TASK DETAILS:
In the records below, locate the line containing "Target: black mane"; output that line and every following line through the last, exactly.

THE DATA:
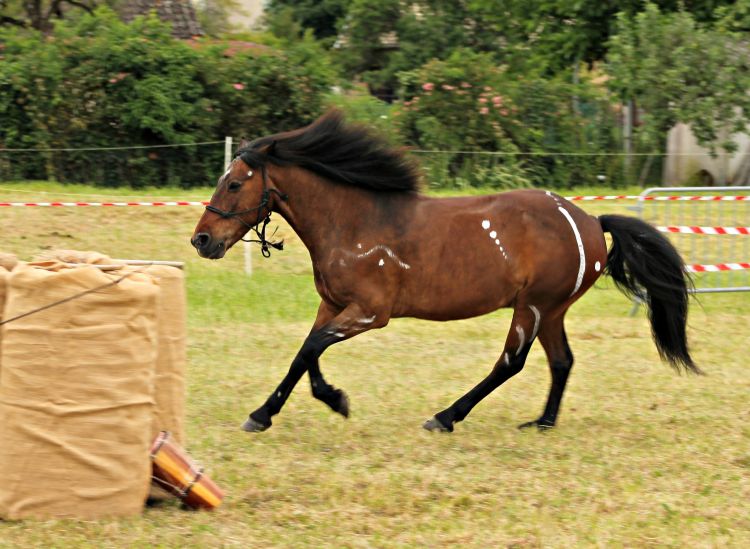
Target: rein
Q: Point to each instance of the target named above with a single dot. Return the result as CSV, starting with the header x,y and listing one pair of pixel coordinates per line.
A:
x,y
265,244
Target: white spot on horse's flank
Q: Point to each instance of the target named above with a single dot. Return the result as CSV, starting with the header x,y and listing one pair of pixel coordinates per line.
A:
x,y
388,252
581,251
537,318
521,338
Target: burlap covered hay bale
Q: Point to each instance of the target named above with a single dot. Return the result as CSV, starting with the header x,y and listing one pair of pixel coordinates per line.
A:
x,y
76,394
169,382
169,393
8,261
74,256
4,274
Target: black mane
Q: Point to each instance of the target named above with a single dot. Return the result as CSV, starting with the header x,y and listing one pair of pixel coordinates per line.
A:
x,y
344,153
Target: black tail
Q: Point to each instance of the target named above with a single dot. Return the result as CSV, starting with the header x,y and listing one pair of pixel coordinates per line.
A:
x,y
644,264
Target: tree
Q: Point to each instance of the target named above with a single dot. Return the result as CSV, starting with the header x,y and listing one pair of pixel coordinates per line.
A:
x,y
38,14
561,33
679,71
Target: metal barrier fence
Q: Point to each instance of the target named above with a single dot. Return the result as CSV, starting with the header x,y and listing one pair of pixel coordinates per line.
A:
x,y
710,226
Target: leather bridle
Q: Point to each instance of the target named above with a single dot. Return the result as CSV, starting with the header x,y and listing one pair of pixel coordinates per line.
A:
x,y
265,199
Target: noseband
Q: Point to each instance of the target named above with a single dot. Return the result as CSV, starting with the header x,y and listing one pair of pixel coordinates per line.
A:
x,y
265,199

RESULT OF THIS TASK:
Target: black mane
Q: Point to each instance of the target named above with a single dot. Return the result as CSV, starting with the header x,y and listing one pair of pixel coordinates per line.
A:
x,y
344,153
Target: black tail
Q: Point to each instance of the target named above with a single dot. Return the result as CSV, starting with the header x,y and listing one pair of pixel coordinates per line.
A:
x,y
644,264
Target: tree
Q: Point to each instance of the target named above with a single dot. Return the result as CSV, starting with the header x,y and listing one pair of pixel coordinates per line.
A:
x,y
38,14
561,33
679,71
Target: metal barrier fence
Q: Point to each instance of the target named above with a single dot. Return the result as CSV, starting with the header x,y and listing one pair of pixel coordinates per line.
A:
x,y
710,226
Target: leather bridle
Q: Point to each instance of the target named above with a single dot. Return the result as CSV, starting with the header x,y and listing one pair of pixel coordinates per line.
A:
x,y
265,199
Target: noseband
Q: Point to each instance of the target named above with a single dot. Return the result as CSV, starting with the header x,y and listing one pair of pixel coordinates per line.
A:
x,y
265,199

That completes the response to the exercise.